• **Brief**
What you return must match the records below exactly, down to each character.

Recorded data
=====
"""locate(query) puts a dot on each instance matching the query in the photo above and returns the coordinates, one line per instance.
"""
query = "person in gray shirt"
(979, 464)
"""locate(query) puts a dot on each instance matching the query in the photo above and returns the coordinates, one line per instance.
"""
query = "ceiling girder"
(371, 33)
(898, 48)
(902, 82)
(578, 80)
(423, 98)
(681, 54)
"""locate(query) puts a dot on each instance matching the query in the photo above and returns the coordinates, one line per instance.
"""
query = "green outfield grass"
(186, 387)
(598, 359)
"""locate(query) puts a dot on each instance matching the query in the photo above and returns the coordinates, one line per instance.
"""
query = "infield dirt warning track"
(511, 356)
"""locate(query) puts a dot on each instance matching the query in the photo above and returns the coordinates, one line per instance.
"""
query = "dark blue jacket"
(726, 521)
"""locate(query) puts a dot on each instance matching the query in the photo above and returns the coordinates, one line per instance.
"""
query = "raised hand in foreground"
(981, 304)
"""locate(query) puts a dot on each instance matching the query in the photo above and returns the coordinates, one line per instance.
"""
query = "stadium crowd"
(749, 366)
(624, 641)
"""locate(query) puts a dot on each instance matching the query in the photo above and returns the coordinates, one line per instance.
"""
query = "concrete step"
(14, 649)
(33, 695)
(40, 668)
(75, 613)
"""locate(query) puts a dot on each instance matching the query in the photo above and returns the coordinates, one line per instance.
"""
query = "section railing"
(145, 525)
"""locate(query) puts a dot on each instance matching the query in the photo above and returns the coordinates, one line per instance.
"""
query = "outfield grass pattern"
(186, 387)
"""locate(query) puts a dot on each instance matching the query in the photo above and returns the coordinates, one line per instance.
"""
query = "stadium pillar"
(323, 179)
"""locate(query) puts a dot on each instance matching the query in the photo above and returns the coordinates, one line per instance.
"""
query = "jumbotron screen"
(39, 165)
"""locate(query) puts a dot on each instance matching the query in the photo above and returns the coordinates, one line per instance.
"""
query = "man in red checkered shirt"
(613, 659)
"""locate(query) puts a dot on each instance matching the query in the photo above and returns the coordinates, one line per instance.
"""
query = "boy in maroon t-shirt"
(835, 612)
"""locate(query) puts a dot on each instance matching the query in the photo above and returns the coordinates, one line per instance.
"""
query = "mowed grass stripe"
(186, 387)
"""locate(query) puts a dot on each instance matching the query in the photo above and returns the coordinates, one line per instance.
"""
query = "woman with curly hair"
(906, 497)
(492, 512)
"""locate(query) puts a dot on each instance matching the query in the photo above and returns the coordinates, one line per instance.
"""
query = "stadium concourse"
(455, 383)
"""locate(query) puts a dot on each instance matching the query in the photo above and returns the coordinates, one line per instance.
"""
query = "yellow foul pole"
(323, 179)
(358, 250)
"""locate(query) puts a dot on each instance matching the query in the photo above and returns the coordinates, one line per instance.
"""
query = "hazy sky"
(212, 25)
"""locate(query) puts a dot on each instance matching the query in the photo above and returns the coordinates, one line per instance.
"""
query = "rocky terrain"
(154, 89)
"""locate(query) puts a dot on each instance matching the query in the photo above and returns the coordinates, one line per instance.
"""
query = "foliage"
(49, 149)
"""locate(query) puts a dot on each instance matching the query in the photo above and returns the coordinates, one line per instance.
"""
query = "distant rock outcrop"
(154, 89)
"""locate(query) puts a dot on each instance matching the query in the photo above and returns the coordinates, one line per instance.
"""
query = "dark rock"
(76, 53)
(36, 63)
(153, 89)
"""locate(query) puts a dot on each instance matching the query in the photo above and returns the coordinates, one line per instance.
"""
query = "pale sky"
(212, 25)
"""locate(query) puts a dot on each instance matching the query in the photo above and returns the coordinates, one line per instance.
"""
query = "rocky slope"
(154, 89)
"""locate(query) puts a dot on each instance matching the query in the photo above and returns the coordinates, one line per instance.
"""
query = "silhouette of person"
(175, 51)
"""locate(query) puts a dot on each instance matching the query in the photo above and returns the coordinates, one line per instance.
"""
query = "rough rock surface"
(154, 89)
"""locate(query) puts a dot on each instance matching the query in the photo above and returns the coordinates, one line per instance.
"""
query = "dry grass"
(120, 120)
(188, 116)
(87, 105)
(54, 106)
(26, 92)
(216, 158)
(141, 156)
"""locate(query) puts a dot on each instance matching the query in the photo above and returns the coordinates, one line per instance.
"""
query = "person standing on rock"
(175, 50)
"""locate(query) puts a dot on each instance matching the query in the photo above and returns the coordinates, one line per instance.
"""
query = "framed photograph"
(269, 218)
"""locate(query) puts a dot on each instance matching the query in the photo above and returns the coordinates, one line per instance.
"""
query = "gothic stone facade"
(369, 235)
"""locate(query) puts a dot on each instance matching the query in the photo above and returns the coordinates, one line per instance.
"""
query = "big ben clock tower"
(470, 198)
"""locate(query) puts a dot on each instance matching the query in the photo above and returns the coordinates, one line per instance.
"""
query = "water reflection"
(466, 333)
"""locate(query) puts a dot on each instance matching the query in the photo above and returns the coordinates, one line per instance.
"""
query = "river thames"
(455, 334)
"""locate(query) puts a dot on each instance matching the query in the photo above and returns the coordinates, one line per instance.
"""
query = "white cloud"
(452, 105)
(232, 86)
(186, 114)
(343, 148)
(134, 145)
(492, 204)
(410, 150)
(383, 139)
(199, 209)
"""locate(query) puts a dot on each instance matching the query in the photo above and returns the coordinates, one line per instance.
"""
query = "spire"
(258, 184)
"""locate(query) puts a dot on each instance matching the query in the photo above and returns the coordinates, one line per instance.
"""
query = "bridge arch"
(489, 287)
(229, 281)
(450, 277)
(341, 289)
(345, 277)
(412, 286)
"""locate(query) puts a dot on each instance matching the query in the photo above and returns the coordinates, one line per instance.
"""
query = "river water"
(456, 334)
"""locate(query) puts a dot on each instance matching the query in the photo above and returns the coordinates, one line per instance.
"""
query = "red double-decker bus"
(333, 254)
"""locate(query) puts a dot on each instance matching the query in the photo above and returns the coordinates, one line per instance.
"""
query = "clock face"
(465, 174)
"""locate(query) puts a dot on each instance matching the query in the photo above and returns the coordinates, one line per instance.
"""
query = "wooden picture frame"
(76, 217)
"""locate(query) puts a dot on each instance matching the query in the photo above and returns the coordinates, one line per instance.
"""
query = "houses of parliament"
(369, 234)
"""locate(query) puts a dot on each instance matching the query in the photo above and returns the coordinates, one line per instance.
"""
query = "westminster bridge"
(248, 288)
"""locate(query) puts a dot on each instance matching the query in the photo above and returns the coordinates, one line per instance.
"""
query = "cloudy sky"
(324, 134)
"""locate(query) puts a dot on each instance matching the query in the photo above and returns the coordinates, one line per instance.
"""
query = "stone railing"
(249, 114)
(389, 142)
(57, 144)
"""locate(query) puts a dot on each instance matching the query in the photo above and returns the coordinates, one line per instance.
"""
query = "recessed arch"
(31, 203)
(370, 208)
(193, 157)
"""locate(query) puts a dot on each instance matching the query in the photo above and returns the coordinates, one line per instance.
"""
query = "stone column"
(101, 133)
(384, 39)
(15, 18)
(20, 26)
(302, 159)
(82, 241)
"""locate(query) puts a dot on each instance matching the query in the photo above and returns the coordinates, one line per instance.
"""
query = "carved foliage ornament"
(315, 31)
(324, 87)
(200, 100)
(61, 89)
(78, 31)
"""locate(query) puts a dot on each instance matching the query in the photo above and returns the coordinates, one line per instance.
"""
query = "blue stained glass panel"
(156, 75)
=====
• **Response area**
"""locate(query) puts a dot on each instance matching the query in the photo above and returns the coordinates, one line per instance.
"""
query = "person in gray shirt"
(979, 464)
"""locate(query) puts a dot on each instance matching the query in the photo above and returns the coordinates, one line per instance.
"""
query = "ceiling girder"
(371, 33)
(898, 48)
(902, 82)
(578, 80)
(423, 98)
(681, 54)
"""locate(query) puts a dot on each instance matching the query in the photo above and returns the coordinates, one line per instance.
"""
query = "green outfield grass"
(186, 387)
(598, 359)
"""locate(query) puts a dot on each instance matching the query in the photo above and returns the coordinates, one line per instance.
"""
query = "infield dirt warning track"
(511, 356)
"""locate(query) puts a dot on each instance matching the query in the photo above and returns the coordinates, one line per instance.
"""
query = "dark blue jacket"
(726, 521)
"""locate(query) puts a dot on each instance matching the query in the photo above and returns the coordinates, one line per instance.
"""
query = "raised hand in foreground"
(981, 304)
"""locate(query) puts a dot on each instance matching the query in the photo above and returns the coordinates, one line per instance.
"""
query = "stadium crowd"
(749, 366)
(624, 641)
"""locate(query) puts a dot on each instance matching the query in the photo above and returns the coordinates, one line per instance.
"""
query = "concrete step"
(14, 649)
(33, 695)
(40, 668)
(75, 613)
"""locate(query) puts a dot on each instance matching the query in the photo above and returns the coordinates, one line per instance.
"""
query = "section railing"
(145, 525)
"""locate(query) puts a dot on each instance matching the query in the photo above and returns the coordinates, one line per instance.
"""
query = "outfield grass pattern"
(186, 387)
"""locate(query) puts a dot on each instance matching the query in the photo above and returns the coordinates, one line per instance.
"""
query = "stadium pillar"
(323, 179)
"""locate(query) puts a dot on each instance matching the query in the photo above and returns the coordinates, one line per instance.
"""
query = "jumbotron screen"
(39, 165)
"""locate(query) puts a dot on each instance matching the query in the photo above and returns the coordinates, one line per instance.
"""
query = "man in red checkered shirt"
(613, 659)
"""locate(query) puts a dot on each instance matching the query in the photo above and returns the coordinates, one line per instance.
"""
query = "boy in maroon t-shirt"
(835, 612)
"""locate(query) puts a dot on each instance matching the query in the photo above and returns the coordinates, one line per instance.
"""
query = "mowed grass stripe"
(186, 387)
"""locate(query) puts a dot on each instance matching the query in the photo above and returns the coordinates, one line per instance.
"""
query = "woman with curly hair"
(906, 497)
(492, 512)
"""locate(query) puts a dot on each instance matching the query in the photo above and returns the coordinates, one line per instance.
"""
query = "stadium concourse"
(455, 383)
"""locate(query) puts a dot on each instance matching the query in the photo above and returns the coordinates, one line per instance.
"""
query = "yellow foul pole"
(323, 179)
(358, 250)
"""locate(query) puts a dot on each instance matching the query in the photo above and returns the coordinates, one line per instance.
"""
query = "hazy sky"
(212, 25)
"""locate(query) puts a dot on each instance matching the query in the photo above and returns the coordinates, one line per instance.
"""
query = "rocky terrain"
(154, 89)
"""locate(query) puts a dot on each instance matching the query in the photo above and returns the coordinates, one line per instance.
"""
query = "foliage"
(49, 149)
"""locate(query) puts a dot on each instance matching the query in the photo above and returns the coordinates, one line per instance.
"""
query = "distant rock outcrop"
(154, 89)
"""locate(query) puts a dot on each instance matching the query in the photo above and returns the coordinates, one line per instance.
"""
query = "dark rock"
(76, 53)
(36, 63)
(153, 89)
"""locate(query) puts a dot on each instance matching the query in the photo above and returns the coordinates, one line per instance.
"""
query = "pale sky"
(212, 25)
"""locate(query) puts a dot on each instance matching the query in the photo above and returns the coordinates, one line per instance.
"""
query = "rocky slope"
(154, 89)
"""locate(query) puts a dot on each instance matching the query in the photo above and returns the coordinates, one line per instance.
"""
query = "silhouette of person"
(175, 51)
"""locate(query) puts a dot on each instance matching the query in the photo above and returns the coordinates, one line per instance.
"""
query = "rough rock surface"
(154, 89)
"""locate(query) puts a dot on each instance matching the query in the photo above and returns the coordinates, one line per instance.
"""
query = "dry grass"
(120, 120)
(188, 116)
(87, 105)
(54, 106)
(26, 92)
(216, 158)
(141, 156)
"""locate(query) puts a dot on each instance matching the query in the photo above and returns the coordinates, one line per instance.
"""
query = "person standing on rock"
(175, 50)
"""locate(query) puts a dot on each instance matching the query in the photo above and returns the coordinates, one line per instance.
"""
query = "framed photograph"
(269, 218)
"""locate(query) puts a dot on each instance matching the query in the photo above and returns the coordinates, one line per instance.
"""
query = "gothic stone facade"
(369, 235)
"""locate(query) puts a dot on each instance matching the query in the photo above and returns the coordinates, one line per instance.
"""
query = "big ben clock tower"
(470, 198)
"""locate(query) puts a dot on each instance matching the query in the photo above and returns the coordinates, one line per instance.
"""
query = "water reflection"
(466, 333)
"""locate(query) puts a dot on each instance matching the query in the photo above and returns the coordinates, one line per instance.
"""
query = "river thames"
(455, 334)
"""locate(query) puts a dot on each instance matching the query in the photo above and returns the coordinates, one line per instance.
"""
query = "white cloud"
(452, 105)
(232, 86)
(186, 114)
(343, 148)
(134, 145)
(492, 204)
(410, 150)
(383, 139)
(199, 209)
"""locate(query) puts a dot on each instance matching the query in the photo above and returns the coordinates, one line per instance.
"""
query = "spire"
(258, 184)
"""locate(query) puts a dot on each instance matching the query in the photo above and returns the coordinates, one line per instance.
"""
query = "bridge arch"
(489, 287)
(229, 281)
(450, 277)
(341, 289)
(345, 277)
(412, 286)
"""locate(query) puts a dot on each instance matching the query in the photo above and returns the coordinates, one line per instance.
"""
query = "river water"
(456, 334)
"""locate(query) puts a dot on each instance matching the query in the photo above and returns the coordinates, one line per instance.
"""
query = "red double-decker bus"
(333, 254)
"""locate(query) puts a dot on each instance matching the query in the photo above and returns the coordinates, one line per instance.
"""
query = "clock face"
(465, 174)
"""locate(query) puts a dot on each instance matching the query in the photo above and returns the coordinates, one line per instance.
"""
query = "wooden picture frame"
(76, 217)
"""locate(query) puts a dot on each instance matching the query in the photo above and returns the coordinates, one line per instance.
"""
query = "houses of parliament"
(369, 234)
"""locate(query) puts a dot on each instance matching the query in the photo above and returns the coordinates, one line per instance.
"""
query = "westminster bridge"
(248, 288)
"""locate(query) puts a dot on each instance matching the query in the photo above and returns the coordinates, one line per instance.
"""
query = "cloudy sky"
(324, 134)
"""locate(query) puts a dot on each instance matching the query in the photo above and returns the coordinates, one line per instance.
"""
query = "stone railing"
(249, 114)
(389, 142)
(57, 144)
"""locate(query) puts a dot on each instance matching the query in the photo above and returns the coordinates, one line per instance.
"""
query = "recessed arch"
(31, 203)
(370, 208)
(193, 157)
"""locate(query) puts a dot on each instance matching the query in the photo above and returns the coordinates, one line per instance.
"""
query = "stone column"
(101, 133)
(384, 39)
(15, 18)
(20, 26)
(302, 159)
(82, 241)
"""locate(query) puts a dot on each instance matching the query in the photo above and returns the coordinates, one line per instance.
"""
query = "carved foliage ornament"
(315, 31)
(324, 87)
(200, 100)
(61, 89)
(78, 31)
"""locate(query) puts a dot on each instance matching the query in the photo above and returns the coordinates, one line per instance.
"""
query = "blue stained glass panel"
(156, 75)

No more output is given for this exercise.